TEXTE CHOISI
· · · ·
Prise d’acte de la rupture pendant le délai d’homologation de la rupture conventionnelle : quels effets ?

Christine MARTIN
Christine MARTIN - Avocat associée

 

 

SOURCE : Cass Soc., 23 septembre 2015, Arrêt n° 1583 FS-P+B+R (n° 14-17.539).

 

Un salarié avait été embauché en contrat à durée indéterminée le 09 décembre 2002 pour exercer au sein d’une société  des fonctions de magasinier livreur.

 

Par avenant du 31 mars 2006, le salarié devenait vendeur, avant de solliciter dans le courant de l’année 2008 le bénéfice d’un congé individuel de formation pour une formation intitulée « conducteur routier de marchandises » qui va l’emmener jusqu’au 30 janvier 2009.

 

A l’issue de la formation, le salarié et l’employeur convenaient de rompre le contrat de travail dans le cadre d’une rupture conventionnelle homologuée et après un premier échec d’homologation, une seconde convention sera signée le 06 juin 2009, prévoyant la fin du délai de rétractation au 22 juin 2009 et la date de rupture du contrat le 16 juillet 2009.

 

En l’absence de rétractation, cette convention de rupture a été adressée à l’Administration qui en a accusé réception le 24 juin 2009 et a indiqué qu’à défaut de réponse dans le délai d’instruction de 15 jours, la rupture conventionnelle serait réputée acquise le 13 juillet 2009.
· · · ·
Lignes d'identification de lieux
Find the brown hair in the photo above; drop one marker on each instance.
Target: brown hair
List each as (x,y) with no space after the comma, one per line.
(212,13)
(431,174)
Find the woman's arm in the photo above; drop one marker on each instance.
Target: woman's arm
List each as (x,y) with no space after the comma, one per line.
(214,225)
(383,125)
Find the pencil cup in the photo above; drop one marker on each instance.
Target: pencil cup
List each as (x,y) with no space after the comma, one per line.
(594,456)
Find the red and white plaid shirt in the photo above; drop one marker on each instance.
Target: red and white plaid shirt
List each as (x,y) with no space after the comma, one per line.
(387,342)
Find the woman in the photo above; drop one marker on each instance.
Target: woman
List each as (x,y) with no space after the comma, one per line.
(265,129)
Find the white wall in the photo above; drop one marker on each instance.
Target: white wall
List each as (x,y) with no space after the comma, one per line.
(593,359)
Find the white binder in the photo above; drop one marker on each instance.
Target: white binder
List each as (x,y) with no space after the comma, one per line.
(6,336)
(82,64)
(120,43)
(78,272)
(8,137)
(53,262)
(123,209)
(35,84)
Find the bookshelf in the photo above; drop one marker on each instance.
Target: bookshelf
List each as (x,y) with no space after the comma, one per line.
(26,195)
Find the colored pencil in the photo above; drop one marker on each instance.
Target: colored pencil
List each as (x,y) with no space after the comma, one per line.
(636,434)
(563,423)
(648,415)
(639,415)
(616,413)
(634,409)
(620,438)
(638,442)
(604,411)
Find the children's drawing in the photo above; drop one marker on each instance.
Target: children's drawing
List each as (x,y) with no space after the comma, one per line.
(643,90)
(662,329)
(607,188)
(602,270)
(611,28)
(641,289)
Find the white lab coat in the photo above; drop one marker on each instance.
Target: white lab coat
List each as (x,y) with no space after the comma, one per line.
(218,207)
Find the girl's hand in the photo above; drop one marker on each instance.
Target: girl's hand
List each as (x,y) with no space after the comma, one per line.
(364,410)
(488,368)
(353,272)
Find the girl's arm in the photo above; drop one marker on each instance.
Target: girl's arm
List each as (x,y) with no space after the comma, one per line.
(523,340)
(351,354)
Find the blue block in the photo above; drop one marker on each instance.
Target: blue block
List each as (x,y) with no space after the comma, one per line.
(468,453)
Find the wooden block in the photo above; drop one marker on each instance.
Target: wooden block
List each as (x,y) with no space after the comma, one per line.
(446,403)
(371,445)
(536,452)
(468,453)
· · · ·
À FAIRE
Dans le texte sur la rupture conventionnelle, remplace « magasinier livreur » par « chauffeur livreur » et recopie le passage de « Prise d’acte de » à « de magasinier livreur. ». Ces lignes n'ont aucun lien avec le texte.

RÉPONSE ATTENDUE
Prise d’acte de la rupture pendant le délai d’homologation de la rupture conventionnelle : quels effets ?

Christine MARTIN
Christine MARTIN - Avocat associée

 

 

SOURCE : Cass Soc., 23 septembre 2015, Arrêt n° 1583 FS-P+B+R (n° 14-17.539).

 

Un salarié avait été embauché en contrat à durée indéterminée le 09 décembre 2002 pour exercer au sein d’une société  des fonctions de chauffeur livreur.